■ Instructions for the task
Reproduce exactly the lines below, starting with the line that contains "the dry brown" and ending with the last line of the records, both included, and nothing else.

■ Input for this task
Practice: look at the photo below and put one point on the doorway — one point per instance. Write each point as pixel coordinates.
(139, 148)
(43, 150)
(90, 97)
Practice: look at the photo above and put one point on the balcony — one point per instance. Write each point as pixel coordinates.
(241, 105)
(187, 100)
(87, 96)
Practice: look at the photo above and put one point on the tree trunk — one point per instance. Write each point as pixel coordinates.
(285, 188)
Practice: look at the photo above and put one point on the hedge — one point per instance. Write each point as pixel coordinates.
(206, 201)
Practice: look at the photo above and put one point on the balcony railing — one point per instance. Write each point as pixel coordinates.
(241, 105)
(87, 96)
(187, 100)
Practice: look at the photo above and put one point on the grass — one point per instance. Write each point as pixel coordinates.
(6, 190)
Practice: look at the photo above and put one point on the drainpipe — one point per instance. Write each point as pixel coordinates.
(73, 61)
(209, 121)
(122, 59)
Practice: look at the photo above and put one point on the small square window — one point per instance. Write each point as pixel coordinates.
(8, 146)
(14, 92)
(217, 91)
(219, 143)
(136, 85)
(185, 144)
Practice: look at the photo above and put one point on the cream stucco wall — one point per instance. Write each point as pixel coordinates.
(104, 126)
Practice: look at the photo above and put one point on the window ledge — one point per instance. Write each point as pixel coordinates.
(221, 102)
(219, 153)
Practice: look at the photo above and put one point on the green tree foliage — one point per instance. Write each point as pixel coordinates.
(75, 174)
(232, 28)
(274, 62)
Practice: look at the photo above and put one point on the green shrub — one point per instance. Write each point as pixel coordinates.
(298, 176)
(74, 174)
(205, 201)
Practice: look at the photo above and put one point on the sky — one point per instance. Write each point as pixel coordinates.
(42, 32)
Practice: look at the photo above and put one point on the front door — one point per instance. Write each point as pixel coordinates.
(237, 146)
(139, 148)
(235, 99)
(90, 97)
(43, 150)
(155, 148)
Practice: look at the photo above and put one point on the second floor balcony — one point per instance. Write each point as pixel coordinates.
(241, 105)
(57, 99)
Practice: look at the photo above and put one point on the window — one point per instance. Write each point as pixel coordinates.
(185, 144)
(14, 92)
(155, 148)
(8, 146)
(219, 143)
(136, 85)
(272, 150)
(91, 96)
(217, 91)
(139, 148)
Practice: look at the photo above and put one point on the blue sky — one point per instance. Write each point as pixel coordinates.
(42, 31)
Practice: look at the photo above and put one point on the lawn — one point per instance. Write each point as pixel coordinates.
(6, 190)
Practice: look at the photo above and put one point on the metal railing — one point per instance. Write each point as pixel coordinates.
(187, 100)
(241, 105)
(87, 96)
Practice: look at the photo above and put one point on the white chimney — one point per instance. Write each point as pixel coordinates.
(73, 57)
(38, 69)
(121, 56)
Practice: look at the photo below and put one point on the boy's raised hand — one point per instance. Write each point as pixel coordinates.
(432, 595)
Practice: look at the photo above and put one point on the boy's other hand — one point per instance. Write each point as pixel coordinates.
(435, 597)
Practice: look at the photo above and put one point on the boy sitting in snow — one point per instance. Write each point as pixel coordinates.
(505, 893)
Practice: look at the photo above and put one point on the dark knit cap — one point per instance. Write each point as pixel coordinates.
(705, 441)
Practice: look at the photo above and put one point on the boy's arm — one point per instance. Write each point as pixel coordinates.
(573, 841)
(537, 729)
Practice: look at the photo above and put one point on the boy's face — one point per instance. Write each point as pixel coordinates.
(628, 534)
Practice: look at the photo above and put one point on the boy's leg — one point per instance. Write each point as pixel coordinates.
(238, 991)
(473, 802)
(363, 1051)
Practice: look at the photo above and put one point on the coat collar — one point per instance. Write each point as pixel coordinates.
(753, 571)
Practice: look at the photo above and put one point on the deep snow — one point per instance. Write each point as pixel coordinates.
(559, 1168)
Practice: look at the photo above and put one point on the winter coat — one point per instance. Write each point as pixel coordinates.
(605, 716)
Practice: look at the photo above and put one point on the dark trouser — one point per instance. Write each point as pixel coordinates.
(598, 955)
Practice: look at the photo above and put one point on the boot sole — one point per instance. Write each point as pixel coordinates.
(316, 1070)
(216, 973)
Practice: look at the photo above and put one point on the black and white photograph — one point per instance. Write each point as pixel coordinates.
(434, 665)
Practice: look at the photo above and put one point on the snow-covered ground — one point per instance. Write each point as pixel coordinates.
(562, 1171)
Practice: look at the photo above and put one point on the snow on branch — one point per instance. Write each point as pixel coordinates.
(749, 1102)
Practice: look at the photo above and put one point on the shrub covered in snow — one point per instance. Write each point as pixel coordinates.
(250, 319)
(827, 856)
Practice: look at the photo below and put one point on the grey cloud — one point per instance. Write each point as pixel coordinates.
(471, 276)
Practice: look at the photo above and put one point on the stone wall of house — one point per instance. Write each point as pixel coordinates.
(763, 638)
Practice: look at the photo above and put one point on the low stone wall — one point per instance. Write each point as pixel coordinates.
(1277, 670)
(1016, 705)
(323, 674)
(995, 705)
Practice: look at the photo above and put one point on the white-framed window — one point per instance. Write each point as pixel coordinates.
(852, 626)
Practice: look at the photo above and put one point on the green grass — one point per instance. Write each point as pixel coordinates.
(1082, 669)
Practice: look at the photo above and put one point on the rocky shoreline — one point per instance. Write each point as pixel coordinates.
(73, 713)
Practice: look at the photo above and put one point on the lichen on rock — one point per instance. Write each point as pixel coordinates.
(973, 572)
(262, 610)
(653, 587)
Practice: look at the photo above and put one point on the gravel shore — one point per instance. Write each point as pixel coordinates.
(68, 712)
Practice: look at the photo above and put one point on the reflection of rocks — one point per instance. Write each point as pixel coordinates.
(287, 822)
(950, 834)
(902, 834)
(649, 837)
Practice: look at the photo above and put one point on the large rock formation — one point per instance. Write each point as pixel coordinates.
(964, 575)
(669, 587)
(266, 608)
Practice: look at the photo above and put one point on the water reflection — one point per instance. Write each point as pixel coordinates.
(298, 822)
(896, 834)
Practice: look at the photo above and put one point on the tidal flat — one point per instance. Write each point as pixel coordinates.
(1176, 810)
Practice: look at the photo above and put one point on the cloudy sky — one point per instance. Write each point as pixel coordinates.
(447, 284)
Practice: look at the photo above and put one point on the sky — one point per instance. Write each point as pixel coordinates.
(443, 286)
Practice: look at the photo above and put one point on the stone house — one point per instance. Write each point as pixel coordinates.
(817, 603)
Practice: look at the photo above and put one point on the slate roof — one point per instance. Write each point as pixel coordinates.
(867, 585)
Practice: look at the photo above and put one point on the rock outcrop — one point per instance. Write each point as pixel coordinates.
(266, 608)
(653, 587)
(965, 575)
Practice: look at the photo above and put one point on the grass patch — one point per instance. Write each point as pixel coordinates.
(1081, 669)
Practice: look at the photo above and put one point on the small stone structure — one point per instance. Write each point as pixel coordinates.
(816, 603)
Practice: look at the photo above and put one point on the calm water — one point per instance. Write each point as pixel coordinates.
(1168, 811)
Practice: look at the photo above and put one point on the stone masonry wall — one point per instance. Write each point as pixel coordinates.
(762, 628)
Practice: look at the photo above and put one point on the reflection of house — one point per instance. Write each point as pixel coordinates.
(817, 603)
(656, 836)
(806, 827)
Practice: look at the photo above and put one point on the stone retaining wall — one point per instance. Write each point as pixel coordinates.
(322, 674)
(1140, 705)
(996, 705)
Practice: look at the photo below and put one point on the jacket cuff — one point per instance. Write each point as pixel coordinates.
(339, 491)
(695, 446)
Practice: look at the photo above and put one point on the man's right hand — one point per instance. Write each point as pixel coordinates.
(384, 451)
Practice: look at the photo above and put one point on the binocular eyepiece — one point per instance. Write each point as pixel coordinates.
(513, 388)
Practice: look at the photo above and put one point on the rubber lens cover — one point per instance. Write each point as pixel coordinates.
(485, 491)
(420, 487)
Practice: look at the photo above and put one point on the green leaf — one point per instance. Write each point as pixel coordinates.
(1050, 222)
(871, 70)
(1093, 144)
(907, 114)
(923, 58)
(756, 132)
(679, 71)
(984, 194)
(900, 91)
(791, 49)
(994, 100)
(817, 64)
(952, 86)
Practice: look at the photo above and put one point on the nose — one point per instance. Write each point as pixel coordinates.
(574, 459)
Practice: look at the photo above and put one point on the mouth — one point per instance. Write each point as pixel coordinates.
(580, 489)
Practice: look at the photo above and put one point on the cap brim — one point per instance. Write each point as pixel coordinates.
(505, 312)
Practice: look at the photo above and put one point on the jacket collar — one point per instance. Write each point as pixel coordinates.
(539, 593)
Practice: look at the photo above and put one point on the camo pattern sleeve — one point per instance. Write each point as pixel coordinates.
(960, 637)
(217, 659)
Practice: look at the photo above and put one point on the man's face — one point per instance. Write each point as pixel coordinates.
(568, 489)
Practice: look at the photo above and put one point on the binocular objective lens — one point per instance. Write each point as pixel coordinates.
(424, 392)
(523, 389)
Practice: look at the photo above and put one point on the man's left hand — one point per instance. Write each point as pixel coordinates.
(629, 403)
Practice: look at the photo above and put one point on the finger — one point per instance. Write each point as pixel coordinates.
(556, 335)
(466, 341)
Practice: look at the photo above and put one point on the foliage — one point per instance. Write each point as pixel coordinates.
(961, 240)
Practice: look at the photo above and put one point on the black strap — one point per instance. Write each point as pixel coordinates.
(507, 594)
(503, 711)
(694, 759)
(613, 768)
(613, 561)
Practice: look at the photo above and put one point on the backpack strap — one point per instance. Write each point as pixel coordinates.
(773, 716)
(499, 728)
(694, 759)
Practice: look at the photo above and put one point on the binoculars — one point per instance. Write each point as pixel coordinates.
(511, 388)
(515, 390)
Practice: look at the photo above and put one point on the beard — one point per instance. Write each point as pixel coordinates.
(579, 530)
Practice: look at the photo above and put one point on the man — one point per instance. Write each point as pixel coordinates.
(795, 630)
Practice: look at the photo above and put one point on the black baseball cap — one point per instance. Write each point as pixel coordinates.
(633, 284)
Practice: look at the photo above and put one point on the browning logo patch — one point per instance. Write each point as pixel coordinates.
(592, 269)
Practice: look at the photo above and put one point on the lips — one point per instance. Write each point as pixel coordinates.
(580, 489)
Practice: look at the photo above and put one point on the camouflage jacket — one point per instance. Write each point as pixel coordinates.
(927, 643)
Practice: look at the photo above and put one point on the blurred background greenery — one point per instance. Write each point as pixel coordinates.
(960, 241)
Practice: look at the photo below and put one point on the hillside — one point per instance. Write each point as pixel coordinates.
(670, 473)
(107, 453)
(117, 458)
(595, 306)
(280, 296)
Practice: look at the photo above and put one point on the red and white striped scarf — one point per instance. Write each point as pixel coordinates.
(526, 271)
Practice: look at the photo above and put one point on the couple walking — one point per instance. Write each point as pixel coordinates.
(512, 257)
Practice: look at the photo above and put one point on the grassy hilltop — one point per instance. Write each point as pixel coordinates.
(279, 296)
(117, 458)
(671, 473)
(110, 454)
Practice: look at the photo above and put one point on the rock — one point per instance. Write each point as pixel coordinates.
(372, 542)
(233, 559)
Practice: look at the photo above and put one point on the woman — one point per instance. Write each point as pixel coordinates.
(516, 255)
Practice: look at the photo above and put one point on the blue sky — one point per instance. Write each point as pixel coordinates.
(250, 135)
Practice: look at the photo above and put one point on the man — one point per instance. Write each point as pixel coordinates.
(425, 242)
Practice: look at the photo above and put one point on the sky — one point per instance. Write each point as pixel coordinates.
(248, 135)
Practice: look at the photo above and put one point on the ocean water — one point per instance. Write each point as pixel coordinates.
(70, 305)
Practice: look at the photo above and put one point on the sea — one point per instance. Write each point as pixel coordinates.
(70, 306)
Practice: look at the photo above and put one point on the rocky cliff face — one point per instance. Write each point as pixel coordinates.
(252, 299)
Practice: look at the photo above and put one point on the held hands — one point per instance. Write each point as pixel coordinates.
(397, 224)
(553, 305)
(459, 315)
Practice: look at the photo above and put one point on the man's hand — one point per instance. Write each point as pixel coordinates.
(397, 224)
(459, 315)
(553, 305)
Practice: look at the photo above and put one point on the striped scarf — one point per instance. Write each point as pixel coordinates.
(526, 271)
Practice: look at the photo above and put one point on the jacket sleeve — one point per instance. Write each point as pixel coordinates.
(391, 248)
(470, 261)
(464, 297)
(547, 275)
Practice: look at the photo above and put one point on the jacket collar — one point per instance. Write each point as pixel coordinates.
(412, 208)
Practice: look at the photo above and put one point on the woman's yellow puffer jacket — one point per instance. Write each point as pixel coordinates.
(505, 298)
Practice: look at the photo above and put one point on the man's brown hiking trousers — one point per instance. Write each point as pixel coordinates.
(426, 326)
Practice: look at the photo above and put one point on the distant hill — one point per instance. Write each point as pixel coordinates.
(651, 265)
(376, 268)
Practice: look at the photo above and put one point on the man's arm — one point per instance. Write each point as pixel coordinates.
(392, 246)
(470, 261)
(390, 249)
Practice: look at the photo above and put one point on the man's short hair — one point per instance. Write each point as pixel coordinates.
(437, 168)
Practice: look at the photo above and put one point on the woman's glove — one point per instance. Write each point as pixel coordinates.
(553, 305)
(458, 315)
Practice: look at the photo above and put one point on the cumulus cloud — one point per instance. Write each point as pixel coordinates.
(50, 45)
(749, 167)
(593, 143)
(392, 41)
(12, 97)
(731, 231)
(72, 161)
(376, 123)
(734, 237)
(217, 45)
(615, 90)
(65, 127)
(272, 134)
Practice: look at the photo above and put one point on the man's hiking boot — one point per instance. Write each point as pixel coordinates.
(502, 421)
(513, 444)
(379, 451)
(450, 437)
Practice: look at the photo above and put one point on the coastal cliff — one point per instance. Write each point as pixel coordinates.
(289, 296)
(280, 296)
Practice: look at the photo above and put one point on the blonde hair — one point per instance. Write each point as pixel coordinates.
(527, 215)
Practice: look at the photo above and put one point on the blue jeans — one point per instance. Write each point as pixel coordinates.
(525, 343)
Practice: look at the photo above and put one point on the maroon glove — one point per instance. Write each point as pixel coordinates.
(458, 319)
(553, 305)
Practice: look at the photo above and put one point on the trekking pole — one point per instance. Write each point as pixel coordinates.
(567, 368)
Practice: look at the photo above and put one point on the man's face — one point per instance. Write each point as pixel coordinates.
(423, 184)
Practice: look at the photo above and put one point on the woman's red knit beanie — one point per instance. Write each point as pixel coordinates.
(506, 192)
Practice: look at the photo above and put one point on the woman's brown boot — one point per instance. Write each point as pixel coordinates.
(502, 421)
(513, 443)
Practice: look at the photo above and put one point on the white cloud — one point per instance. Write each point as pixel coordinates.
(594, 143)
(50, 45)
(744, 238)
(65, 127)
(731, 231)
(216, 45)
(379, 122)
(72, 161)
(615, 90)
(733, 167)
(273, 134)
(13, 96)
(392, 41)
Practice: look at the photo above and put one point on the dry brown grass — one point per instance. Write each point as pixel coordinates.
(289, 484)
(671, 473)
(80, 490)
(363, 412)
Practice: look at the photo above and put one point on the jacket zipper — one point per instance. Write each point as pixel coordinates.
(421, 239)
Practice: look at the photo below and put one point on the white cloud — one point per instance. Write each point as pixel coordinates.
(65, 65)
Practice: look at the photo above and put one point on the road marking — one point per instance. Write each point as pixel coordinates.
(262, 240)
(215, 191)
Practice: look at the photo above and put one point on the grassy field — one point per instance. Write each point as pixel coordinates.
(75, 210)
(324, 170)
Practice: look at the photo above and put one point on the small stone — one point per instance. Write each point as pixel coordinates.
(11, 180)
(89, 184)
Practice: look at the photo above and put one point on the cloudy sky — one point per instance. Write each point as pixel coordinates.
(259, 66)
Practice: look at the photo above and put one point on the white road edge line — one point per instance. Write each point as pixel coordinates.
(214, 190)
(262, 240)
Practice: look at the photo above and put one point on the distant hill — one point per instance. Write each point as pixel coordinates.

■ Complete response
Practice: look at the photo above and put one point on the dry brown grass — one point per instance. Write each point as pixel coordinates.
(289, 484)
(671, 473)
(80, 490)
(363, 412)
Practice: look at the photo above and put one point on the jacket zipper — one point per instance. Write each point as pixel coordinates.
(421, 239)
Practice: look at the photo below and put one point on the white cloud — one point per instance. Write each point as pixel coordinates.
(65, 65)
Practice: look at the photo above and put one point on the road marking — one point per instance. Write each point as pixel coordinates.
(262, 240)
(215, 191)
Practice: look at the photo above and put one point on the grassy field — one point per instance. Write each point as pixel coordinates.
(75, 210)
(324, 170)
Practice: look at the photo above and put one point on the small stone — one point per instance. Write each point as pixel coordinates.
(11, 180)
(89, 184)
Practice: look at the photo above and put one point on the cloudy sky — one point per instance. Write each point as pixel coordinates.
(259, 66)
Practice: look at the photo above and put one point on the white road edge line — one point per instance. Write each point as pixel coordinates.
(214, 190)
(262, 240)
Practice: look at the photo above and put one point on the distant hill — one point per instance. Write each point as pixel coordinates.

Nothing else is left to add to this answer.